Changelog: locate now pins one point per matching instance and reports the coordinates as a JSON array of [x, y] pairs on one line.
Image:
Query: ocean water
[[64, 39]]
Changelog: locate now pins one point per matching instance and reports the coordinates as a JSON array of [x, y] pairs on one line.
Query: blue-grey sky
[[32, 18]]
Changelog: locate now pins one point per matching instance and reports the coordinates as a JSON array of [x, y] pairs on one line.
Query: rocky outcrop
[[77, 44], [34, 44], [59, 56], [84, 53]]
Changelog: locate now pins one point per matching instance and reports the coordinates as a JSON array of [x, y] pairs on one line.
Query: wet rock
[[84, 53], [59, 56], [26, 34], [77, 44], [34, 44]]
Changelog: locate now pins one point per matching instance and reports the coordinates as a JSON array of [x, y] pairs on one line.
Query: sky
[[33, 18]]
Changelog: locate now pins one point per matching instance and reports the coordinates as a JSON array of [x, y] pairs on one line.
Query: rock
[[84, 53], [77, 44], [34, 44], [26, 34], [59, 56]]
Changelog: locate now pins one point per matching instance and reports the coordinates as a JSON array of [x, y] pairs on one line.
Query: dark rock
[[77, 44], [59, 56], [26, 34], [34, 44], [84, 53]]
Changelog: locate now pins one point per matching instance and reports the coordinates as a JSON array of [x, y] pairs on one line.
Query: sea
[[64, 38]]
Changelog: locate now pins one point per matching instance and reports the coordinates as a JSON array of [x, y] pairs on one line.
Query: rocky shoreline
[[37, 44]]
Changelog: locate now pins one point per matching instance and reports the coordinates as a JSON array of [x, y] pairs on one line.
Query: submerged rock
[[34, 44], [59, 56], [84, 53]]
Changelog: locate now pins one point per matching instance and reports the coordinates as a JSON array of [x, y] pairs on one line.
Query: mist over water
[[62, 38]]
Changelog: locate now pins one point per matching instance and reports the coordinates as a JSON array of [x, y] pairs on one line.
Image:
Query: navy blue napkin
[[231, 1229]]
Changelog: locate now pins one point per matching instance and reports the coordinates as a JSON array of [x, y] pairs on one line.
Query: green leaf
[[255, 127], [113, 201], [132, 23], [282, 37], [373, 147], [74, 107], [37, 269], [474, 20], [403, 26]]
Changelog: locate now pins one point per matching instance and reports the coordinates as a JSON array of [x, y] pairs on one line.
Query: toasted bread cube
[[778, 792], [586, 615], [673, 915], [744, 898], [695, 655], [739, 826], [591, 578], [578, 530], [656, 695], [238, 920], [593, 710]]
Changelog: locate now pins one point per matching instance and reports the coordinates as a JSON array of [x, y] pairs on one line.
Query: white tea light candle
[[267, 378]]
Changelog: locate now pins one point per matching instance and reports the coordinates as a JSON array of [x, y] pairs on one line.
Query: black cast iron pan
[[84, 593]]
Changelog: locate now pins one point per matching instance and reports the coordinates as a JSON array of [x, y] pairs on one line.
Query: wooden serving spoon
+===+
> **WORK TO DO**:
Reproduce all of the data above, swapping every "Query" for "Label" and leaving everything else unchanged.

> **WRITTEN RESPONSE**:
Changelog: locate now pins one point per matching instance and reports the coordinates as a JSON array of [x, y] pairs on one line.
Image:
Label: ocean water
[[64, 39]]
Changelog: locate now pins one point per matching instance and reports the coordinates as a JSON array of [x, y] pairs on one line.
Label: blue-grey sky
[[32, 18]]
Changelog: locate now pins one point per matching instance and reports the coordinates as a JSON array of [x, y] pairs on one line.
Label: rocky outcrop
[[77, 44], [34, 44], [59, 56], [84, 53]]
Changelog: locate now pins one point per matching instance and reports the coordinates as a JSON array of [x, y] pairs on one line.
Label: wet rock
[[84, 53], [59, 56], [26, 34], [77, 44], [34, 44]]
Changelog: locate now pins one point per matching instance and reports the coordinates as a JSON array of [x, y] pairs on one line.
Label: sky
[[33, 18]]
Changelog: locate now pins one point per matching instance and reports the coordinates as a JSON array of [x, y] pairs on one line.
Label: rock
[[84, 53], [77, 44], [34, 44], [26, 34], [59, 56]]
Changelog: locate now pins one point per matching instance and reports the coordinates as a JSON array of [x, y] pairs on one line.
Label: dark rock
[[77, 44], [59, 56], [26, 34], [34, 44], [84, 53]]
Changelog: locate now pins one point per matching instance and reports the coordinates as a JSON array of [x, y] pairs on one line.
Label: sea
[[64, 38]]
Changelog: locate now pins one point per matching instance and reports the coordinates as a JSON array of [x, y] pairs on one line.
Label: rocky shoreline
[[37, 44]]
Changelog: locate now pins one point per matching instance and reports the coordinates as a JSON array of [x, y] pairs on one line.
Label: submerged rock
[[34, 44], [59, 56], [84, 53]]
Changelog: locate now pins one point per matching instance and reports the coordinates as a JSON array of [x, y] pairs on one line.
Label: mist over water
[[62, 38]]
Changelog: locate now pins one point per matching instance and reports the coordinates as a JSON array of [x, y] pairs on one line.
Image:
Label: navy blue napkin
[[231, 1229]]
Changelog: locate now pins one point per matching instance and reports the coordinates as a JSON array of [x, y] pairs on one line.
Label: green leaf
[[255, 127], [113, 201], [132, 23], [282, 37], [373, 147], [74, 107], [37, 269], [474, 20], [403, 26]]
Changelog: locate now pins one point per matching instance and reports the coordinates as a JSON array of [x, y] pairs on one line.
Label: toasted bread cube
[[778, 792], [586, 615], [673, 915], [744, 898], [695, 655], [739, 826], [591, 578], [578, 530], [656, 695], [238, 920], [593, 710]]
Changelog: locate now pins one point per matching instance and reports the coordinates as a JSON array of [x, y] pairs on one line.
Label: white tea light candle
[[267, 378]]
Changelog: locate now pins one point per matching instance and reports the coordinates as a JSON array of [x, y] pairs on one line.
Label: black cast iron pan
[[84, 593]]
Changelog: locate now pins one point per matching instance and reports the coordinates as a JSON array of [x, y] pairs on one line.
Label: wooden serving spoon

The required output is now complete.